§ Supplied text
##########

Page 2858 - Week 08 - Wednesday, 14 August 2019

Next page . . . . Previous page . . . . Speeches . . . . Contents . . . . Debates(HTML) . . . . PDF . . . . Video


Most tellingly, the minister remarked that maintenance people do not—I repeat, do not—consider that they are at risk, and they have measures in place to mitigate those risks. I also have had conversations with the maintenance people, who say that they would not be going into the pit if they apprehended that there was any danger, but they do not apprehend any danger.

The minister seems to have dismissed that advice, saying, in effect, that people who do not work at the facility will know better than the people on the ground. It is a smokescreen, because this government has only one item on its agenda—that is, to close the hydrotherapy pool at the Canberra Hospital.

In contrast, Arthritis ACT and its members and other users of the hydrotherapy pool at the Canberra Hospital have been of one mind and one goal. They have been using the pool for many years. They have been using it safely. They have enjoyed the benefits of physical relief from chronic pain. They have enjoyed building social networks. They have enjoyed relief from social isolation. They have enjoyed convenient access to a facility that is close to where they live.

But this Labor government did not take any of these benefits into account when it planned the University of Canberra public hospital, including its hydrotherapy pool. It went ahead and just assumed that it could simply close the Canberra Hospital pool and that its users could just travel to Belconnen. No matter that they may need to take public transport to get there. No matter that for some the return journey approaches four or five hours. No matter that social networks would be broken. No matter that social isolation would again become real.

Both the current and former health ministers have said the pool at the Canberra Hospital will remain open until a suitable pool is identified on the south side. I applaud that undertaking, but I note the thinly veiled suggestion that this is not necessarily as definitive as it would first appear. For example, Arthritis ACT’s access to the pool has been extended until the end of next month; then it will be on a month-by-month basis. The government is leaning heavily on the convenient advice of the Nous report that, in effect, the pool should close much sooner than later.

By looking at the first and fourth recommendations in the Nous report, it could even be interpreted that there could be a very long-term gap between the closure of the Canberra pool and the identification and establishment of a south side alternative. Even recommendation 3, which potentially embroils a lot of people in a great deal of unnecessary bureaucratic form-filling and expense, draws a fog over the viability of keeping the Canberra Hospital pool open.

Earlier in my remarks I asked whether it was still the case that the government and the pool users were at cross-purposes. Taking into account the extent to which this minister is trying to draw a distinction between different types of hydrotherapy, making the closing of the pool rather than serving the people who use it her highest priority, and attempting to gag Arthritis ACT and their CEO about who they can talk to, it is quite plain that successive ministers and a whole phalanx of bureaucrats have not learnt anything from the last years of conflict and cross-purposes over the south side hydrotherapy pool.

##########

Stored entries:
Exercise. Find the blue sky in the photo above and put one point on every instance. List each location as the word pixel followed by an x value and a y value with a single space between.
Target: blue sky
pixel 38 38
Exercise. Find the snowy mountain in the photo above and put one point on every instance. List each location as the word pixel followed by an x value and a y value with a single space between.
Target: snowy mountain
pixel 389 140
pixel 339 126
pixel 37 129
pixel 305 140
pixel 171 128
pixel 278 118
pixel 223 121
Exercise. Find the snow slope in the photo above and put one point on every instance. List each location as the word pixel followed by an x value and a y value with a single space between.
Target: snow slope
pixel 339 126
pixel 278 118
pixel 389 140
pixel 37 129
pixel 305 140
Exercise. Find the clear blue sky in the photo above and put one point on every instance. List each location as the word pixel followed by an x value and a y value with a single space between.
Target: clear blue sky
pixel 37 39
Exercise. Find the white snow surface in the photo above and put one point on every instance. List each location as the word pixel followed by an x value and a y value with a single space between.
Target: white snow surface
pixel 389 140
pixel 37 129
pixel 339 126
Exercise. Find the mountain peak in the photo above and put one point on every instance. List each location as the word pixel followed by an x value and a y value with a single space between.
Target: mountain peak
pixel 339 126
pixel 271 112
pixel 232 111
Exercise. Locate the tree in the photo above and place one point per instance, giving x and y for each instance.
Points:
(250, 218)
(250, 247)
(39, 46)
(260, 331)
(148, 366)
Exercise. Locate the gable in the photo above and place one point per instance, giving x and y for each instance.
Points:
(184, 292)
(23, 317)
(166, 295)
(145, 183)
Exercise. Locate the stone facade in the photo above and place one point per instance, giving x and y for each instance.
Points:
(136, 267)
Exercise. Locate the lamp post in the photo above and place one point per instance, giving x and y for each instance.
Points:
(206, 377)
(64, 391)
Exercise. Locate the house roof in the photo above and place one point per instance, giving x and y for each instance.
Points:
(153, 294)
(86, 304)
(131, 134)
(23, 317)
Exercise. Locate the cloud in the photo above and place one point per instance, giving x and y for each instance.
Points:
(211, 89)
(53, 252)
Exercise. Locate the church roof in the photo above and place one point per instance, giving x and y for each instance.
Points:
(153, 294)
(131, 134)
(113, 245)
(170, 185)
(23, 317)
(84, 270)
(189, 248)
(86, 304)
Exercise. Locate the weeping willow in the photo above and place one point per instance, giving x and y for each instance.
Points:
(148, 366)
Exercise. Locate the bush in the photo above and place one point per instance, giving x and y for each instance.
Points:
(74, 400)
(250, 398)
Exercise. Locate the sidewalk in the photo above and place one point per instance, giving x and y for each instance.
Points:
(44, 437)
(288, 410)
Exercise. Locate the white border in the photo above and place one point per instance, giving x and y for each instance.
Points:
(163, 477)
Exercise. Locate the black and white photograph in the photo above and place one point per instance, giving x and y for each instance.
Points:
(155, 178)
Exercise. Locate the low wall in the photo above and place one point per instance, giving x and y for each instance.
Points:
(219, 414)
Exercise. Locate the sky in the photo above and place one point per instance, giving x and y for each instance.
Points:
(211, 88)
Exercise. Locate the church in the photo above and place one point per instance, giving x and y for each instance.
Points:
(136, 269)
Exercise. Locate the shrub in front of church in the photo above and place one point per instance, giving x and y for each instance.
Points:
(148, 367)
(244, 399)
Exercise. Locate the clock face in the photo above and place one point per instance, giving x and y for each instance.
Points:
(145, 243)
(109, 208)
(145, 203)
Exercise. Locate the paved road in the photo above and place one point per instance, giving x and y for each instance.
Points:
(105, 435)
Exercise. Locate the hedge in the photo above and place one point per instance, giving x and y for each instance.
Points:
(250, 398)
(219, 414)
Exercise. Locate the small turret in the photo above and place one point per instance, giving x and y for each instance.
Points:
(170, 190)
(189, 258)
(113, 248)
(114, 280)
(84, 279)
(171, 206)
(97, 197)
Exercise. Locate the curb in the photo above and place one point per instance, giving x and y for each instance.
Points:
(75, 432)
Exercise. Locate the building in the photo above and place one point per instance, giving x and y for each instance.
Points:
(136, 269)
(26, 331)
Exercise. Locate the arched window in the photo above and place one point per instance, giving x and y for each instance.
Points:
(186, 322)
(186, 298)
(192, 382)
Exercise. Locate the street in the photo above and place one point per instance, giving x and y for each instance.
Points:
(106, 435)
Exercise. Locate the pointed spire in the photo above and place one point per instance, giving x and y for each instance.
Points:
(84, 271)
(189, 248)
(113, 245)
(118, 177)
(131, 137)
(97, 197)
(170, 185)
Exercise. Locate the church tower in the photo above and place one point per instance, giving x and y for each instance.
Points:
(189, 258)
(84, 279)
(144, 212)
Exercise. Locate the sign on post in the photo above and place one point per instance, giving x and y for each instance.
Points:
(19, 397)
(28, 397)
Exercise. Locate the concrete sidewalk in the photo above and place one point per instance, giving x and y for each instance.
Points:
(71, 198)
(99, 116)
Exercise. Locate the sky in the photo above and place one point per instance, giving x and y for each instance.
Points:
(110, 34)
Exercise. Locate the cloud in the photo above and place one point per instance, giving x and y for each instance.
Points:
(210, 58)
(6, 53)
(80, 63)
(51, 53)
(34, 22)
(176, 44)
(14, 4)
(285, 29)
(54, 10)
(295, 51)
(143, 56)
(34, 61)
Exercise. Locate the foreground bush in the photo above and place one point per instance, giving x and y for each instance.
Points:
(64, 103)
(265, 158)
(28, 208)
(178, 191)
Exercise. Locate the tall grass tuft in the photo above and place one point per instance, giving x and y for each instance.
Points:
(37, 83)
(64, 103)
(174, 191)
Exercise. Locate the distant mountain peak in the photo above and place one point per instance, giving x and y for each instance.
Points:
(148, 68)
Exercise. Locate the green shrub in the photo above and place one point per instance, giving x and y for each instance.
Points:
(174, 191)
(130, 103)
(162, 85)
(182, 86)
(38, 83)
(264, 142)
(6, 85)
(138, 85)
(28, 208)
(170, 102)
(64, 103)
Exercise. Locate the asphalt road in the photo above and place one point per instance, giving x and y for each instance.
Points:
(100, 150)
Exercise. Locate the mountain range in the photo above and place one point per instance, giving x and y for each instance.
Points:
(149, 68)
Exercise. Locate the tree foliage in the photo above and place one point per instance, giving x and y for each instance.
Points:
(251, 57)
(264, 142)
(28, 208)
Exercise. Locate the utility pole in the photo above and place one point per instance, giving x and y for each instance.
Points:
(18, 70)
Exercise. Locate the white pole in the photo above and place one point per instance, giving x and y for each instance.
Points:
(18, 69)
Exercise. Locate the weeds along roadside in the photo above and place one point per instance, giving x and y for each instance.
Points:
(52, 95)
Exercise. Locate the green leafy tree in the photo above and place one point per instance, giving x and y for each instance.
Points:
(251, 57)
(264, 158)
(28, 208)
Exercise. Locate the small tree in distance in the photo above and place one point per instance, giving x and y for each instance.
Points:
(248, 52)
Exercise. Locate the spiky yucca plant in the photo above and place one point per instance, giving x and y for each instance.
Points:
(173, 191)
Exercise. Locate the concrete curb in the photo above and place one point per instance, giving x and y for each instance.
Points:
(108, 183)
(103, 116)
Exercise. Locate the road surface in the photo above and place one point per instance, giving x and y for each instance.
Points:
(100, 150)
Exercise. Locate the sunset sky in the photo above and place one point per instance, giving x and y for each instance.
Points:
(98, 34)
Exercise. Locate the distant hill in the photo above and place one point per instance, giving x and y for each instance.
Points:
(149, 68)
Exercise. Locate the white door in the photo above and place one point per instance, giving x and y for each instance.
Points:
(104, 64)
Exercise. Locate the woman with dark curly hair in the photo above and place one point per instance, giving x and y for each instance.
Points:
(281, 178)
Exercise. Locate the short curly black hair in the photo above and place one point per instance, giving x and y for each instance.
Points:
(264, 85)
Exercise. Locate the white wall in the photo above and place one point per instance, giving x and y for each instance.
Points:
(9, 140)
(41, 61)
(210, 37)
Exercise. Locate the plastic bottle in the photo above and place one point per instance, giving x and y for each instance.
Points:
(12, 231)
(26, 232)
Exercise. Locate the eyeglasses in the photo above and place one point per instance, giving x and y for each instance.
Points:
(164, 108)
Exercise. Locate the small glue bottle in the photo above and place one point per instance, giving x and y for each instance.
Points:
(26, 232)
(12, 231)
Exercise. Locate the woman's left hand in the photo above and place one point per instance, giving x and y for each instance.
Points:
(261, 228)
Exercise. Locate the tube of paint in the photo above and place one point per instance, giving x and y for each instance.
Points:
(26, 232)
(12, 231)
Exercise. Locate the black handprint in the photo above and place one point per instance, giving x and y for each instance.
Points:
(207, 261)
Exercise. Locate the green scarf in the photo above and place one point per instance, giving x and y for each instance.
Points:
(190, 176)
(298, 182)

##########

§ Required work
What does the hydrotherapy pool speech say from "Next page ." to "apprehend any danger."? Quote that passage word for word. The rows are material separate from the hydrotherapy pool speech.

§ Solution below
Next page . . . . Previous page . . . . Speeches . . . . Contents . . . . Debates(HTML) . . . . PDF . . . . Video


Most tellingly, the minister remarked that maintenance people do not—I repeat, do not—consider that they are at risk, and they have measures in place to mitigate those risks. I also have had conversations with the maintenance people, who say that they would not be going into the pit if they apprehended that there was any danger, but they do not apprehend any danger.